Nel 1999, con la guerra in Kosovo, il processo può già dirsi a maturazione (p. 58): «Fare con sinistra quel che destra vuole:/ rinato è nel Kosovo il dolce stil novo». Kosovo che cronologicamente e nel libro è ricompreso tra due requiem, uno per Occhetto con la sua svolta socialista (p. 44):

E sei servito./ In isolamento./ Assieme a vecchi elefanti moribondi/. Notte nera. Buio nel cuore./ Coi morti. /Non è più tempo d’imparare. Quel che sai ti resta./ I giovani presto saranno/ irriverenti e più distanti/ Nel discorso che scrivi e rileggi/ conteranno i silenzi./ Da cui ripartiranno.// Per dove, non lo saprai più tu.

e uno autoptico per i sessantottini (p. 54):

I più lesti finiti in massmedia/ il grosso eliminato tra storia/ filosofia o economia/ altri per il rotto della cuffia/ acucciati in poesia/ e qualcuno solo in scuole di periferia.

Una pianta dicevamo, melograno o ravanello che sia, le cui radici attingono anche alla notte della cultura, personificata dal buco nero del 1994, anno del primo berlusconismo al potere (p. 47): «Suggerire dei libri?/ È notte/ …Tutto ora è dimenticato/ E gemono nell’umido delle cantine/ i volumi con intere pagine sottolineate.// Ora ci sono le prove./ Il pensiero era già fuggito».
Proprio il sinallagma, il nesso tra il Poeta-Scrittore e il Lettore dei giorni nostri, nesso contrassegnato da un abbrutimento bilaterale, è un fiume tutt’altro che carsico, un piano d’indagine e di lettura parallelo a quello politico, ove non si risparmiano strali. Il lettore contemporaneo è scientemente svilito da un bombardamento mediatico di sottocultura che è fuori dal suo controllo (la «industria della coscienza» e i «lettori medi costruitisi nel purgatorio dei mass media» di p. 37), e ciò lo condiziona non solo nelle scelte letterarie ma nella impossibilità di cogliere il proprio privilegio (“il lettore felice”, dimentico che la sua condizione di lettore è già un privilegio sociale, di p. 55).
⁂
◆ Consegna ◆
Ricopia fedelmente il passo dell'estratto: parti dalle parole "Nel 1999, con" e fermati dopo "saprai più tu.". I record non servono per svolgere il compito.
⁂
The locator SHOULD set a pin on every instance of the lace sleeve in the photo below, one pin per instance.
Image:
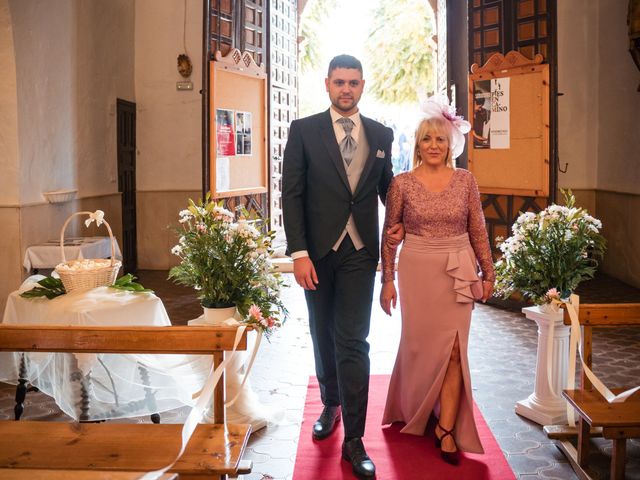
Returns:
(478, 232)
(393, 215)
⁂
◆ Soluzione ◆
Nel 1999, con la guerra in Kosovo, il processo può già dirsi a maturazione (p. 58): «Fare con sinistra quel che destra vuole:/ rinato è nel Kosovo il dolce stil novo». Kosovo che cronologicamente e nel libro è ricompreso tra due requiem, uno per Occhetto con la sua svolta socialista (p. 44):

E sei servito./ In isolamento./ Assieme a vecchi elefanti moribondi/. Notte nera. Buio nel cuore./ Coi morti. /Non è più tempo d’imparare. Quel che sai ti resta./ I giovani presto saranno/ irriverenti e più distanti/ Nel discorso che scrivi e rileggi/ conteranno i silenzi./ Da cui ripartiranno.// Per dove, non lo saprai più tu.